YOUR ASSIGNMENT: Below is a set of entries. Reproduce exactly the lines from the one containing "Target: balcony" through the end, both included.

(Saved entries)
BEGIN
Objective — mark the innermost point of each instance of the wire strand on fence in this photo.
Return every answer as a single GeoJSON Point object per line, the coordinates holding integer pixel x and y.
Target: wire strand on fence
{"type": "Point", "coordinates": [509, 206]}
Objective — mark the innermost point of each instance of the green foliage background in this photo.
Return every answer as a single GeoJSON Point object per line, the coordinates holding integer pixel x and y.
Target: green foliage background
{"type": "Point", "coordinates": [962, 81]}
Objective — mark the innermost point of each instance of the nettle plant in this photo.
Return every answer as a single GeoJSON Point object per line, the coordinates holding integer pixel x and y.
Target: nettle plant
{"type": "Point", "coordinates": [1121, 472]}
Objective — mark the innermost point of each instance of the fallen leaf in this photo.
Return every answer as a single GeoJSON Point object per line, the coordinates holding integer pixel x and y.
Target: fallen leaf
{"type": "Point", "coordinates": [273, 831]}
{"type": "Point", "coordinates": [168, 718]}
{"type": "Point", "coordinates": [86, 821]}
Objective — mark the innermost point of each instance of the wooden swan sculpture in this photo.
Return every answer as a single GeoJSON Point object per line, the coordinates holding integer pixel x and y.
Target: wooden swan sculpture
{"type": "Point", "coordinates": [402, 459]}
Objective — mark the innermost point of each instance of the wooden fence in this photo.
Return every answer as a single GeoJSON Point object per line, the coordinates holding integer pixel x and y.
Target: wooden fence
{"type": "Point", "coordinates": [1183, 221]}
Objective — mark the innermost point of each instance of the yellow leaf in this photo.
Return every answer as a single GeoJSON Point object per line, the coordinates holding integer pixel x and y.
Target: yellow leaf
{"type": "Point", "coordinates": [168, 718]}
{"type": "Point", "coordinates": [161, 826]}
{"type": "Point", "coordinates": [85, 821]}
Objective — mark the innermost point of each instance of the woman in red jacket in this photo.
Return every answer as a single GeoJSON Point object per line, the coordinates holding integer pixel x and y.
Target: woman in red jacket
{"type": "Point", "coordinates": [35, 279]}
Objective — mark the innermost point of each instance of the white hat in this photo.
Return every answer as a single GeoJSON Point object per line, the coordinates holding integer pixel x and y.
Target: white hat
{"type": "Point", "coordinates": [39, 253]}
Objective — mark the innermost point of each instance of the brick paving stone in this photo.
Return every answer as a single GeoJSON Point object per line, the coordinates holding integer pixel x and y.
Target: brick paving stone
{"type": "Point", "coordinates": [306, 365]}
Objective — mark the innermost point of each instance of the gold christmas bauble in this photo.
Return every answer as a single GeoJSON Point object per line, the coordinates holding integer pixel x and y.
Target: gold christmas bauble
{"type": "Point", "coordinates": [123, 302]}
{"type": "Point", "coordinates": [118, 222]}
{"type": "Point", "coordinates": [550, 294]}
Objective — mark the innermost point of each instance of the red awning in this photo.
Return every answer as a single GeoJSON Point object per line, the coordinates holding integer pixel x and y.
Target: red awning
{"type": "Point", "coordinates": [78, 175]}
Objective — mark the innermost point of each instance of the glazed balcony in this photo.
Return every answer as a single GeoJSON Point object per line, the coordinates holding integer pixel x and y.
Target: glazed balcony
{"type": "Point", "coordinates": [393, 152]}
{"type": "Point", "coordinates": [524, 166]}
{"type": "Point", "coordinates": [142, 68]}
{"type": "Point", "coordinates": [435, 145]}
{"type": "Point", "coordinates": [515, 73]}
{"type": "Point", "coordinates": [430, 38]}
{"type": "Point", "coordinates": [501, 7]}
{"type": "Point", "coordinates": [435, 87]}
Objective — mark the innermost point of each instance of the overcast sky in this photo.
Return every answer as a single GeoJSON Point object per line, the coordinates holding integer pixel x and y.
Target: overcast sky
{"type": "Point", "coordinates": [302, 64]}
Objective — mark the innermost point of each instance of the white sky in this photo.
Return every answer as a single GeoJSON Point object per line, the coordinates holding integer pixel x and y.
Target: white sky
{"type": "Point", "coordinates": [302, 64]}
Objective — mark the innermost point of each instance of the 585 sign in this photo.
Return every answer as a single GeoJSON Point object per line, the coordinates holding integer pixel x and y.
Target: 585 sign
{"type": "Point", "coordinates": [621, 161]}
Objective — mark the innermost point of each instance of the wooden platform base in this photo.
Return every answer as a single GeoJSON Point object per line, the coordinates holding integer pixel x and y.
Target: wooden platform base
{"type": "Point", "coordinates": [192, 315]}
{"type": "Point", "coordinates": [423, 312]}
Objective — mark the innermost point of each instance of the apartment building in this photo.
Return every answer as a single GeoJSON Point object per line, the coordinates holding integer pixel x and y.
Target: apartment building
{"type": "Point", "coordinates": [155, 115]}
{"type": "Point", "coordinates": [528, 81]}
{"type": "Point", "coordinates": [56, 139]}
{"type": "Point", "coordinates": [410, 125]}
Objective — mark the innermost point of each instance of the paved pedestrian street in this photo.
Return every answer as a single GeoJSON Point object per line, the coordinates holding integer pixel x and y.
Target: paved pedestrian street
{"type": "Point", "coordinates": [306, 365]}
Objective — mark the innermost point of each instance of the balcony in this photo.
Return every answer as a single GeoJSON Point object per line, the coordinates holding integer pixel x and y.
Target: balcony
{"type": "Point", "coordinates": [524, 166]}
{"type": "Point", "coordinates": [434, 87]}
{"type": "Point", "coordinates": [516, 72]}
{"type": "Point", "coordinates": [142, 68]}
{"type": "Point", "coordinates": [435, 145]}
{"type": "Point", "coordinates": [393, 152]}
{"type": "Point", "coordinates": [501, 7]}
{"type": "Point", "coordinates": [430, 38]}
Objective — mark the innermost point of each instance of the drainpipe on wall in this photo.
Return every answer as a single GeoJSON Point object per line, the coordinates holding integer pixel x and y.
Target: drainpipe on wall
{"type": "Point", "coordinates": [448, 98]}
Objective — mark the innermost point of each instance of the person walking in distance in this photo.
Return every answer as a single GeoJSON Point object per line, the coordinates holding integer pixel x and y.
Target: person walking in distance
END
OUTPUT FOR THIS EXERCISE:
Target: balcony
{"type": "Point", "coordinates": [524, 166]}
{"type": "Point", "coordinates": [434, 87]}
{"type": "Point", "coordinates": [516, 72]}
{"type": "Point", "coordinates": [142, 68]}
{"type": "Point", "coordinates": [435, 145]}
{"type": "Point", "coordinates": [393, 152]}
{"type": "Point", "coordinates": [501, 7]}
{"type": "Point", "coordinates": [430, 38]}
Objective — mark the innermost point of each instance of the drainpipe on wall in this photo.
Return every answer as a single GeoJSON Point object per line, the coordinates holding integer pixel x and y.
Target: drainpipe on wall
{"type": "Point", "coordinates": [448, 98]}
Objective — mark the innermost point of each instance of the person walking in distance in this photo.
Return every answer as a single GeoJSON Point object per line, the coordinates holding integer pixel x and y.
Target: person walking in distance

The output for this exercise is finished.